» Extract
_ _ _ _ _ _ _
In the information support terminal 200 according to the present embodiment, the controller 210 further performs determination processing of determining whether or not the video of the take is NG on the basis of the audio data in the video of the shot take (S7). The sound determination processing (S7) according to the present embodiment automatically determines, as NG, a take in which the collection of the sound by the performer in the scenario is insufficient, by using a sound source separation technology for separating, from various noises, a target sound emitted by a desired subject such as a human voice. Details of the processing of step S7 will be described later.

For example, the controller 210 performs the processing of step S1 again on the basis of user rating information (S5) and a sound determination result (S7) obtained for the video of the take as described above. Thus, the cut list 30 is updated to be visible to the user so as to reflect the rating result of the user and the automatic sound determination results for the new take of the selected cut (see FIG. 10).

The transition operation to the playback mode ((III) in S3) is a user operation for shifting to the playback mode, which is an operation mode for reproducing and displaying a video shot with respect to the selected cut, and is an operation of the playback mode button 35, for example. Additionally or alternatively, the transition operation to the playback mode may be a swipe operation in a direction opposite to the transition operation to the recording mode among the ±X directions of the cut selection screen. The playback mode button 35 may be omitted.

When the transition operation to the playback mode is input ((III) in S3), the controller 210 executes processing of reproducing videos of various takes related to the selected cut as the playback mode (S6). In a playback mode processing (S6) in the present embodiment, re-rating for changing the rating on the video of each take can be executed. On the basis of the re-rating result of the playback mode processing (S6), the controller 210 performs the cut list generation processing (S1) again to update the cut list 30. Details of the processing of step S6 will be described later.

The end operation ((IV) in S3) is a user operation for ending the cut shooting function, and is an operation of the return button 15 on the cut selection screen (FIG. 7), for example. For example, when an end operation is input ((IV) in S3), the controller 210 causes the display 240 to transition from the cut selection screen to the function selection screen (FIG. 4) and ends the processing illustrated in this flow.

According to the above processing, the user of the present system 10 can perform video shooting of a desired cut (S5) or perform playback display (S6) with checking various cuts on the cut selection screen (FIG. 7) in the cut shooting function of the information support terminal 200 (S4). In this way, the user can easily manage the video shooting of the plurality of cuts in the scenario.

In the present embodiment, the sound determination processing (S7) in the information support terminal 200 automatically determines NG (i.e., sound NG) in view of the sound collected in the video shot as each take for each cut, for example. FIG. 10 illustrates the cut list 30 updated in step S1 by reflecting such a determination result. In this example, as a take of the sound NG has occurred in the cut of the cut number, an identifier “!” for alert of the sound NG is assigned to the corresponding cut icon 3. The identifier is an example of alert information of the present system 10.

For example, the sound of the video to be shot at various shooting locations may be NG due to noise such as ringing of an insect or an animal (e.g., ringing of cicadas) or wind noise, resulting in insufficiently collecting the sound by the performer clearly. It is conceivable that manual check of the sound in the video for the NG due to the sound would take time and effort so that, and cannot sufficiently check the NG at the video shooting site with little time. Then, the cut in which the sound is NG tends to find at the time of video editing after returning home or the like from the video shooting site. This causes an unnecessary increase in man-hours in the process of video production, such as returning to the video shooting site again to re-shoot the corresponding cut video.
_ _ _ _ _ _ _
» Dataset excerpts

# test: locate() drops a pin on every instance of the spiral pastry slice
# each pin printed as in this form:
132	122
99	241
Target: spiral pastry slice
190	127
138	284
_ _ _ _ _ _ _
» Task requirements
(1) Repeat the part of the cut shooting extract starting with "When the transition" and going on through "S6 will be described later.".
(2) Using the cut shooting extract, answer these:
(a) Which button on the cut selection screen can be operated to end the cut shooting function?
(b) What identifier is assigned to a cut icon to alert of sound NG?
(c) Which insect's ringing is named as a noise that can make the sound NG?

» Results of the tasks
(1)
When the transition operation to the playback mode is input ((III) in S3), the controller 210 executes processing of reproducing videos of various takes related to the selected cut as the playback mode (S6). In a playback mode processing (S6) in the present embodiment, re-rating for changing the rating on the video of each take can be executed. On the basis of the re-rating result of the playback mode processing (S6), the controller 210 performs the cut list generation processing (S1) again to update the cut list 30. Details of the processing of step S6 will be described later.

(2)
(a) The return button 15
(b) "!"
(c) Cicadas